What you produce should match the records exactly, line for line.

Phrase grounding data:
====
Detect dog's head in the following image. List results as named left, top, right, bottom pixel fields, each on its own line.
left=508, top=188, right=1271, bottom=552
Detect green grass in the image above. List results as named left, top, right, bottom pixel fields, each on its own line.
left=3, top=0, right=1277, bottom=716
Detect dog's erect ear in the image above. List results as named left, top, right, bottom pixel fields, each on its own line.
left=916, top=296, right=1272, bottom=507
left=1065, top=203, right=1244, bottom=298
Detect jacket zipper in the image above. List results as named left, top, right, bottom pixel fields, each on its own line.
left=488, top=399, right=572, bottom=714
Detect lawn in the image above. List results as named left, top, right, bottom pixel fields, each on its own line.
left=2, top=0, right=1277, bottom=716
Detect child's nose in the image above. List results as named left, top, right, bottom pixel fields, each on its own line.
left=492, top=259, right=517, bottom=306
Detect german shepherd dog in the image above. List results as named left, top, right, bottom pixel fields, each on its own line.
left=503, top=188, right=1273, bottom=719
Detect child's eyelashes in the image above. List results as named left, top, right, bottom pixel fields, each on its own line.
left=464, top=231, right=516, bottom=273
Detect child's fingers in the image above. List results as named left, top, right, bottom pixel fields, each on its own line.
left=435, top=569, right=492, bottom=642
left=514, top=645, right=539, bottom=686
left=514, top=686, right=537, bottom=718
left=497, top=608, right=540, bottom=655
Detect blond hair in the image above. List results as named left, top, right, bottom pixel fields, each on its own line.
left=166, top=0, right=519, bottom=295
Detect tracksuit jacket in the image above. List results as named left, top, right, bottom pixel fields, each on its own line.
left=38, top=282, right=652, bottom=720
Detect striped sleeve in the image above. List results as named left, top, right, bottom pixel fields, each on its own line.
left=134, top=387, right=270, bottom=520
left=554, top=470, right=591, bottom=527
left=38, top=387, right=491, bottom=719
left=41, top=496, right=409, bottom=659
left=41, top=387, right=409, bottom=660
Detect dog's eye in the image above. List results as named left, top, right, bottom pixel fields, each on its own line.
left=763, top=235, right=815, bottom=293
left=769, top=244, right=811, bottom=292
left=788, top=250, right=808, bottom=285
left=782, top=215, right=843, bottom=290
====
▶ _Task solution_
Detect dog's head in the following image. List results as named left, top, right, bottom pixel fields, each on its own line.
left=508, top=188, right=1271, bottom=552
Detect green grass in the image above. List results as named left, top, right, bottom pixel fields, each on its own line.
left=3, top=0, right=1277, bottom=716
Detect dog's erect ear in the image above. List results as named left, top, right, bottom pixel fields, each on its own line.
left=916, top=296, right=1272, bottom=507
left=1065, top=203, right=1244, bottom=298
Detect jacket zipper in the image above. List results as named left, top, right, bottom pixel fields, each on its own line.
left=488, top=399, right=572, bottom=714
Detect lawn in the image above. List results as named left, top, right, bottom pixel fields, each on its own line.
left=2, top=0, right=1277, bottom=716
Detect child's nose in the image above. List results as named left, top, right, bottom pixel fields, each on its own line.
left=492, top=259, right=517, bottom=306
Detect german shepherd dog in the image above. List results as named left, top, right, bottom pixel fields, each on its own line.
left=503, top=188, right=1273, bottom=719
Detect child's eyelashes in the image above. List results as named left, top, right, bottom pixel fields, each on its own line.
left=464, top=231, right=516, bottom=273
Detect child's fingers in the image above. List results as named left, top, right, bottom pixel fields, each on its own line.
left=435, top=569, right=492, bottom=642
left=514, top=645, right=539, bottom=686
left=514, top=686, right=537, bottom=718
left=497, top=608, right=540, bottom=655
Detect blond hair in the image above. List results as named left, top, right, bottom pixel fields, each on its own line.
left=166, top=0, right=519, bottom=295
Detect tracksuit jacket in the image above. List results as named left, top, right, bottom pixel fields, each on its own line.
left=38, top=282, right=652, bottom=720
Detect striped sleeve in the image above. List results as named left, top, right, bottom pixel fields, each on its own line.
left=134, top=387, right=270, bottom=520
left=554, top=470, right=591, bottom=527
left=38, top=387, right=491, bottom=719
left=41, top=496, right=409, bottom=659
left=41, top=387, right=409, bottom=660
Detect dog's eye in the image above. List results as named left, top, right, bottom pixel fields, each on its own line.
left=763, top=235, right=815, bottom=293
left=769, top=244, right=811, bottom=292
left=788, top=250, right=808, bottom=285
left=782, top=215, right=843, bottom=290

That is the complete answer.